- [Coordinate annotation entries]
— BEGIN —
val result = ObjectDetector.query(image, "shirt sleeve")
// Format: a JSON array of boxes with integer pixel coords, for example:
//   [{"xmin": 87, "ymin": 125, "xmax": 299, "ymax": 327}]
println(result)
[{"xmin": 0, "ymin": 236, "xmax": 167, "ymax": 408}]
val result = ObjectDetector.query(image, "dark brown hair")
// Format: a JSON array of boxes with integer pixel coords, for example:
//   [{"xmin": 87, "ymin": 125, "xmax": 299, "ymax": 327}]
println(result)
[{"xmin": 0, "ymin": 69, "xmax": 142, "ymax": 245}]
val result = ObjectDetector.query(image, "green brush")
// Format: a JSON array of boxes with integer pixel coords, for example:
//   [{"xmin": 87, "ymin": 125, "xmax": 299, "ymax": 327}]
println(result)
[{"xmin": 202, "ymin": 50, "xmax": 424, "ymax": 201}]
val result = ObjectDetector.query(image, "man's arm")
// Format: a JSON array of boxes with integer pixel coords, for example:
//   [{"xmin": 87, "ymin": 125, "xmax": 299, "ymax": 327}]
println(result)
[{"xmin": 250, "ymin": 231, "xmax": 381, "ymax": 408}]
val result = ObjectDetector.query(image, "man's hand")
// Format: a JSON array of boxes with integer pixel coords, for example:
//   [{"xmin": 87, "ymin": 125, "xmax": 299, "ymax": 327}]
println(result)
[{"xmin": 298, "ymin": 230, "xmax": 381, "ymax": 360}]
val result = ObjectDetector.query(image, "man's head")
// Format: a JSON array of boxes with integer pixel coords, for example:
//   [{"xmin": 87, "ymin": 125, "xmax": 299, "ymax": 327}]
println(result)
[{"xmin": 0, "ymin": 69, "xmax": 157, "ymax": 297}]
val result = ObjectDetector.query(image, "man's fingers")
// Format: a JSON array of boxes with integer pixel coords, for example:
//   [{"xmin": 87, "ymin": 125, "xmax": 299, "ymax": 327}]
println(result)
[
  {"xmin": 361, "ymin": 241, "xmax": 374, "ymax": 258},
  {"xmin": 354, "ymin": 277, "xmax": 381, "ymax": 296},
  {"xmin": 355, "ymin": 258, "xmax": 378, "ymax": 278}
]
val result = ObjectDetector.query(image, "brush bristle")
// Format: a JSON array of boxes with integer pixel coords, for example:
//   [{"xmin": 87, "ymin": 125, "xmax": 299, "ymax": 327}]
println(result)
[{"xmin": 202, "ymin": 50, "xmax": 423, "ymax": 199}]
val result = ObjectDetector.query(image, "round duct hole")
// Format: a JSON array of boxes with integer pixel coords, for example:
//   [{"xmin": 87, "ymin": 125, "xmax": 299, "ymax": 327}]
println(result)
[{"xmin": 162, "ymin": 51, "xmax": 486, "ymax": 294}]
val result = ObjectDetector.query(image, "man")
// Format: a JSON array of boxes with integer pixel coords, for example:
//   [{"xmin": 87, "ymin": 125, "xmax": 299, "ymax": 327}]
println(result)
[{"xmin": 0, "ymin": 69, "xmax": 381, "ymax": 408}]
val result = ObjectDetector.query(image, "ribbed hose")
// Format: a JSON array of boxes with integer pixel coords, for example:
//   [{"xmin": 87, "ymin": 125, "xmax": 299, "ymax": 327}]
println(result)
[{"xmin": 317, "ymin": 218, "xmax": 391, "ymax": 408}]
— END —
- [Written request] Filter the lines above and keep only those containing the string "brush". Copy each matching line unchanged.

- [Task answer]
val result = ObjectDetector.query(image, "green brush")
val result = ObjectDetector.query(image, "brush bristle")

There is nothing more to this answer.